---------- DATA SUPPLIED

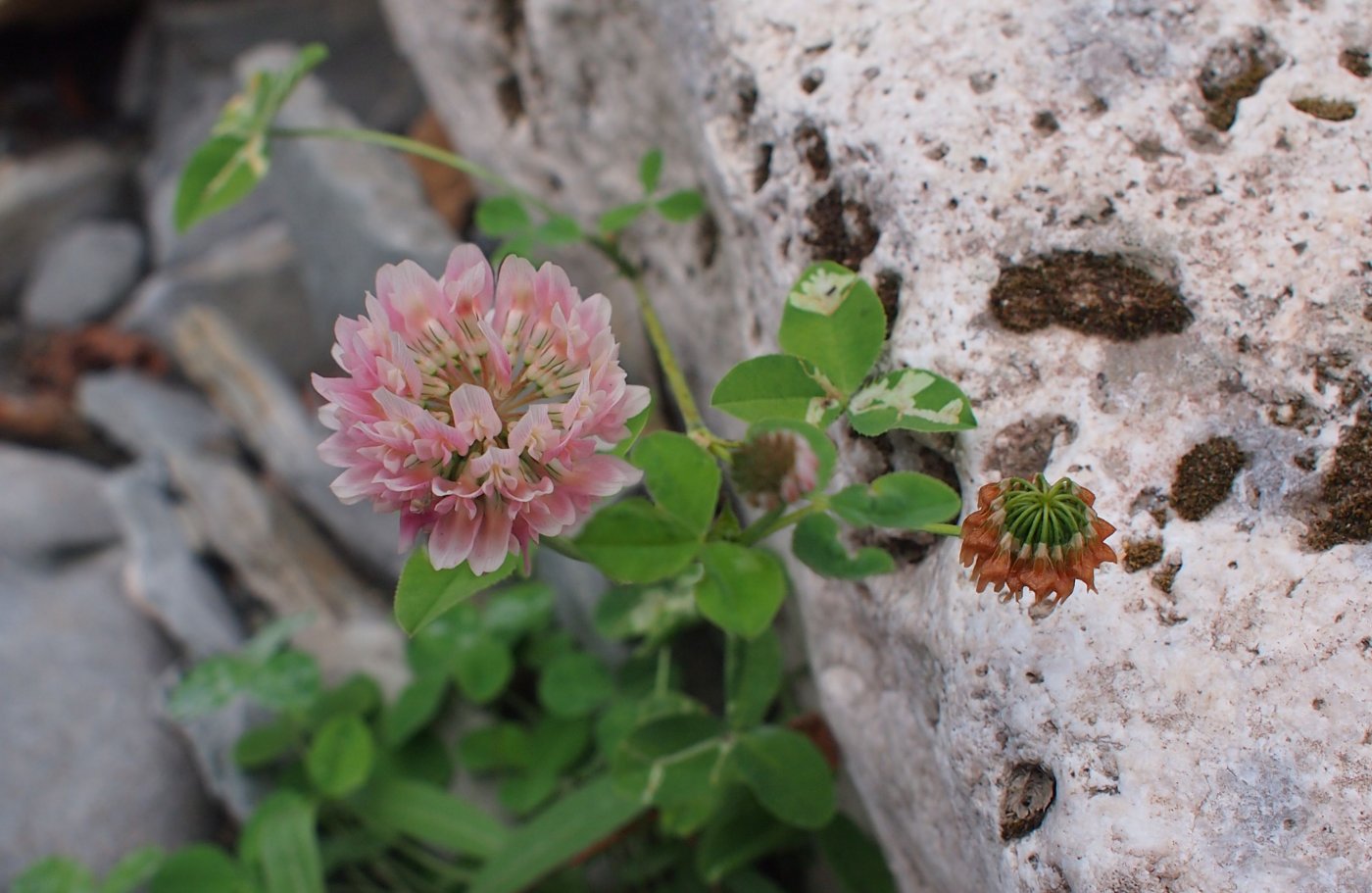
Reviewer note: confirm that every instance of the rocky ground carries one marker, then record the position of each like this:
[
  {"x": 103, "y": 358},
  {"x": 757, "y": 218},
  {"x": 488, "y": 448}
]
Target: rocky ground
[{"x": 161, "y": 491}]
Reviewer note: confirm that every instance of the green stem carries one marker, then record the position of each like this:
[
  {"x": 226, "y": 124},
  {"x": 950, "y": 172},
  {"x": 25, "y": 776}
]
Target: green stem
[
  {"x": 672, "y": 373},
  {"x": 696, "y": 426},
  {"x": 761, "y": 529},
  {"x": 415, "y": 147}
]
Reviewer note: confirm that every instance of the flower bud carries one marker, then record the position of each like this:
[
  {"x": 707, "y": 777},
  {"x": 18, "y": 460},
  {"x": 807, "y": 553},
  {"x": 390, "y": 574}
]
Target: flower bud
[{"x": 775, "y": 468}]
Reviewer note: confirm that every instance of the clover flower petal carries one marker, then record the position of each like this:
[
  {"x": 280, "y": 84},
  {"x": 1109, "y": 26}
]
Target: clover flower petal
[{"x": 475, "y": 405}]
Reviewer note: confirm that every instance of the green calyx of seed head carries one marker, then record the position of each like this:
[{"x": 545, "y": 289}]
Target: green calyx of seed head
[{"x": 1040, "y": 514}]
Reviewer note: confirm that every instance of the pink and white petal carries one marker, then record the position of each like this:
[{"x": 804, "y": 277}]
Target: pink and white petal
[
  {"x": 494, "y": 541},
  {"x": 453, "y": 535}
]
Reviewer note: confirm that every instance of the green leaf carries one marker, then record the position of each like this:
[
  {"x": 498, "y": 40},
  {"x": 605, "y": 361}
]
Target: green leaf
[
  {"x": 199, "y": 868},
  {"x": 134, "y": 869},
  {"x": 503, "y": 216},
  {"x": 558, "y": 744},
  {"x": 424, "y": 594},
  {"x": 743, "y": 587},
  {"x": 556, "y": 835},
  {"x": 836, "y": 322},
  {"x": 635, "y": 542},
  {"x": 741, "y": 834},
  {"x": 209, "y": 686},
  {"x": 909, "y": 398},
  {"x": 815, "y": 542},
  {"x": 288, "y": 680},
  {"x": 750, "y": 882},
  {"x": 422, "y": 758},
  {"x": 669, "y": 760},
  {"x": 432, "y": 815},
  {"x": 357, "y": 694},
  {"x": 573, "y": 684},
  {"x": 682, "y": 477},
  {"x": 482, "y": 667},
  {"x": 340, "y": 756},
  {"x": 652, "y": 611},
  {"x": 415, "y": 707},
  {"x": 220, "y": 174},
  {"x": 280, "y": 840},
  {"x": 517, "y": 610},
  {"x": 264, "y": 745},
  {"x": 788, "y": 773},
  {"x": 500, "y": 746},
  {"x": 559, "y": 230},
  {"x": 635, "y": 426},
  {"x": 651, "y": 171},
  {"x": 754, "y": 680},
  {"x": 617, "y": 219},
  {"x": 855, "y": 858},
  {"x": 682, "y": 206},
  {"x": 899, "y": 500},
  {"x": 818, "y": 440},
  {"x": 521, "y": 794},
  {"x": 55, "y": 874},
  {"x": 273, "y": 637},
  {"x": 520, "y": 246},
  {"x": 772, "y": 387}
]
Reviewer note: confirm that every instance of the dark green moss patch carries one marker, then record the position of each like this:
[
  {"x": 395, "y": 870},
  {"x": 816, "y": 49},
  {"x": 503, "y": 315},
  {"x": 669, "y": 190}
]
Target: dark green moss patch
[
  {"x": 1355, "y": 61},
  {"x": 1142, "y": 553},
  {"x": 1326, "y": 109},
  {"x": 841, "y": 229},
  {"x": 813, "y": 148},
  {"x": 1087, "y": 292},
  {"x": 1234, "y": 72},
  {"x": 1204, "y": 476},
  {"x": 1345, "y": 515}
]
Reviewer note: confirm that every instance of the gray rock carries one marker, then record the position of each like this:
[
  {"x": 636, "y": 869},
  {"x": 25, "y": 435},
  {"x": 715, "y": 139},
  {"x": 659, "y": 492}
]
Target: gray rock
[
  {"x": 52, "y": 504},
  {"x": 89, "y": 769},
  {"x": 43, "y": 194},
  {"x": 164, "y": 575},
  {"x": 150, "y": 418},
  {"x": 283, "y": 560},
  {"x": 82, "y": 273},
  {"x": 363, "y": 72},
  {"x": 350, "y": 208},
  {"x": 274, "y": 425},
  {"x": 250, "y": 275}
]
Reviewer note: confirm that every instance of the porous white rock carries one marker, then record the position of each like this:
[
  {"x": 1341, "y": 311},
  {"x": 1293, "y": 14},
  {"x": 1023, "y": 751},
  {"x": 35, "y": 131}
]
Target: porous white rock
[{"x": 1203, "y": 720}]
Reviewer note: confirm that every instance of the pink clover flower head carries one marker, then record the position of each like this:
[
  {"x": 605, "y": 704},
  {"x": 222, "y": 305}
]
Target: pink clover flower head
[{"x": 476, "y": 406}]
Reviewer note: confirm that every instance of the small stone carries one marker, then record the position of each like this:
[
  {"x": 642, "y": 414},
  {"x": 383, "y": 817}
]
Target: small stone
[
  {"x": 91, "y": 769},
  {"x": 52, "y": 504},
  {"x": 82, "y": 274},
  {"x": 150, "y": 418},
  {"x": 253, "y": 277},
  {"x": 164, "y": 575},
  {"x": 43, "y": 194}
]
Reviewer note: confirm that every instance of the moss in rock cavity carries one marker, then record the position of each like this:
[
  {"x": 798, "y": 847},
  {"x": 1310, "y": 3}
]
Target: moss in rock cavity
[
  {"x": 1142, "y": 553},
  {"x": 1357, "y": 61},
  {"x": 841, "y": 230},
  {"x": 1087, "y": 292},
  {"x": 1326, "y": 109},
  {"x": 1232, "y": 73},
  {"x": 1347, "y": 491},
  {"x": 1204, "y": 474}
]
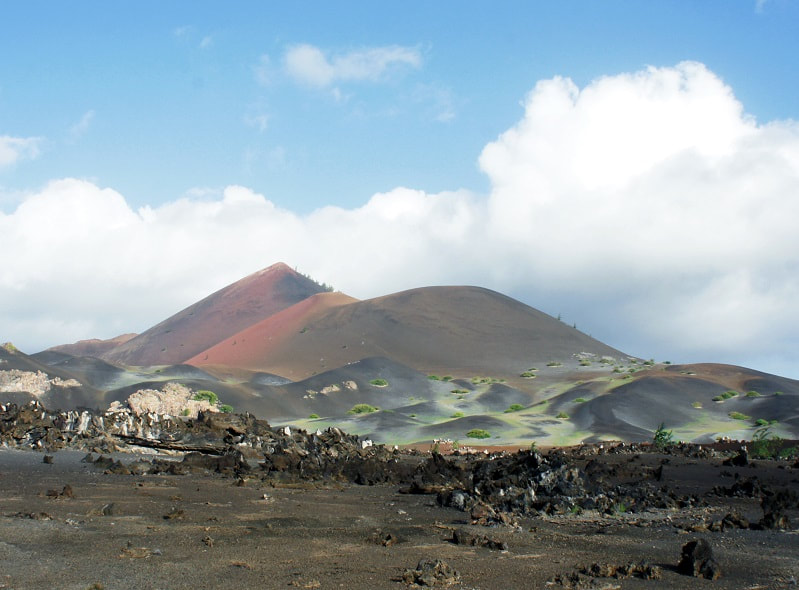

--------------------

● ASSIGNMENT
After removing each picture, print the entries above exactly as they were.

● SOLVED EXERCISE
Reviewer note: confirm that every instance of the rocky ground carries one marker, then record the position of each like this:
[
  {"x": 103, "y": 358},
  {"x": 757, "y": 218},
  {"x": 488, "y": 448}
]
Target: rocky ground
[{"x": 161, "y": 491}]
Reviewer note: confirm that every instance of the green stem carries one marker, then record the position of each like this:
[
  {"x": 226, "y": 124},
  {"x": 950, "y": 172},
  {"x": 25, "y": 776}
]
Target: green stem
[
  {"x": 672, "y": 373},
  {"x": 696, "y": 426},
  {"x": 761, "y": 529},
  {"x": 415, "y": 147}
]
Reviewer note: confirm that every instance of the flower bud carries one marker, then record the position of each like this:
[
  {"x": 707, "y": 777},
  {"x": 18, "y": 460},
  {"x": 807, "y": 553},
  {"x": 390, "y": 574}
]
Target: flower bud
[{"x": 775, "y": 468}]
Reviewer note: confirm that every instance of the clover flower petal carries one marker, then record the position of each like this:
[
  {"x": 280, "y": 84},
  {"x": 1109, "y": 26}
]
Target: clover flower petal
[{"x": 475, "y": 405}]
Reviewer note: confirm that every instance of the green calyx of seed head carries one marker, then record the position of each like this:
[{"x": 545, "y": 289}]
Target: green calyx of seed head
[{"x": 1040, "y": 514}]
Reviewer note: confirm that every instance of the pink and white petal carries one marker, then record the position of each like this:
[{"x": 804, "y": 277}]
Target: pink and white petal
[
  {"x": 494, "y": 541},
  {"x": 453, "y": 535}
]
Reviewer note: confirm that every instance of the green leaf carries one marker, then record the position of each like this:
[
  {"x": 498, "y": 40},
  {"x": 605, "y": 361}
]
Target: green leaf
[
  {"x": 199, "y": 868},
  {"x": 134, "y": 869},
  {"x": 503, "y": 216},
  {"x": 558, "y": 744},
  {"x": 424, "y": 594},
  {"x": 743, "y": 587},
  {"x": 556, "y": 835},
  {"x": 836, "y": 322},
  {"x": 635, "y": 542},
  {"x": 741, "y": 834},
  {"x": 209, "y": 686},
  {"x": 909, "y": 398},
  {"x": 815, "y": 542},
  {"x": 288, "y": 680},
  {"x": 750, "y": 882},
  {"x": 422, "y": 758},
  {"x": 669, "y": 760},
  {"x": 432, "y": 815},
  {"x": 357, "y": 694},
  {"x": 573, "y": 684},
  {"x": 682, "y": 477},
  {"x": 482, "y": 667},
  {"x": 340, "y": 756},
  {"x": 652, "y": 611},
  {"x": 415, "y": 707},
  {"x": 220, "y": 174},
  {"x": 280, "y": 840},
  {"x": 517, "y": 610},
  {"x": 264, "y": 745},
  {"x": 788, "y": 773},
  {"x": 500, "y": 746},
  {"x": 559, "y": 230},
  {"x": 635, "y": 426},
  {"x": 651, "y": 171},
  {"x": 754, "y": 680},
  {"x": 617, "y": 219},
  {"x": 855, "y": 858},
  {"x": 682, "y": 206},
  {"x": 899, "y": 500},
  {"x": 818, "y": 440},
  {"x": 521, "y": 794},
  {"x": 55, "y": 874},
  {"x": 273, "y": 637},
  {"x": 520, "y": 246},
  {"x": 772, "y": 387}
]
Reviewer note: confirm that every instance of the dark green moss patch carries one marker, then record the position of each like this:
[
  {"x": 395, "y": 870},
  {"x": 816, "y": 49},
  {"x": 503, "y": 315},
  {"x": 669, "y": 190}
]
Target: dark green moss patch
[
  {"x": 1355, "y": 61},
  {"x": 1142, "y": 553},
  {"x": 1326, "y": 109},
  {"x": 841, "y": 229},
  {"x": 813, "y": 148},
  {"x": 1087, "y": 292},
  {"x": 1234, "y": 72},
  {"x": 1204, "y": 476},
  {"x": 1345, "y": 515}
]
Reviewer note: confirm that every instance of the gray rock carries one marker, then record the position of each like this:
[
  {"x": 636, "y": 869},
  {"x": 25, "y": 435},
  {"x": 715, "y": 139},
  {"x": 659, "y": 492}
]
Target: gray rock
[
  {"x": 52, "y": 504},
  {"x": 89, "y": 769},
  {"x": 43, "y": 194},
  {"x": 164, "y": 575},
  {"x": 150, "y": 418},
  {"x": 283, "y": 560},
  {"x": 82, "y": 273},
  {"x": 363, "y": 72},
  {"x": 350, "y": 208},
  {"x": 274, "y": 425},
  {"x": 250, "y": 275}
]
Reviewer note: confirm that every instance of the porous white rock carries one marker, then record the position of each like this:
[
  {"x": 1341, "y": 311},
  {"x": 1293, "y": 14},
  {"x": 1023, "y": 751},
  {"x": 35, "y": 131}
]
Target: porous white rock
[{"x": 1203, "y": 720}]
Reviewer note: confirm that every instance of the pink clover flower head carries one marker, then record the position of each like this:
[
  {"x": 605, "y": 704},
  {"x": 222, "y": 305}
]
Target: pink clover flower head
[{"x": 476, "y": 406}]
Reviewer note: confirm that every instance of the small stone carries one marker, then record the position of each like this:
[
  {"x": 642, "y": 414},
  {"x": 383, "y": 817}
]
Target: small stone
[
  {"x": 91, "y": 769},
  {"x": 52, "y": 504},
  {"x": 82, "y": 274},
  {"x": 150, "y": 418},
  {"x": 253, "y": 277},
  {"x": 164, "y": 575},
  {"x": 43, "y": 194}
]
Reviewer note: confirm that every instance of the moss in rock cavity carries one marker, then record the position of each like this:
[
  {"x": 798, "y": 847},
  {"x": 1310, "y": 3}
]
Target: moss in rock cavity
[
  {"x": 1142, "y": 553},
  {"x": 1357, "y": 61},
  {"x": 841, "y": 230},
  {"x": 1087, "y": 292},
  {"x": 1326, "y": 109},
  {"x": 1232, "y": 73},
  {"x": 1347, "y": 491},
  {"x": 1204, "y": 474}
]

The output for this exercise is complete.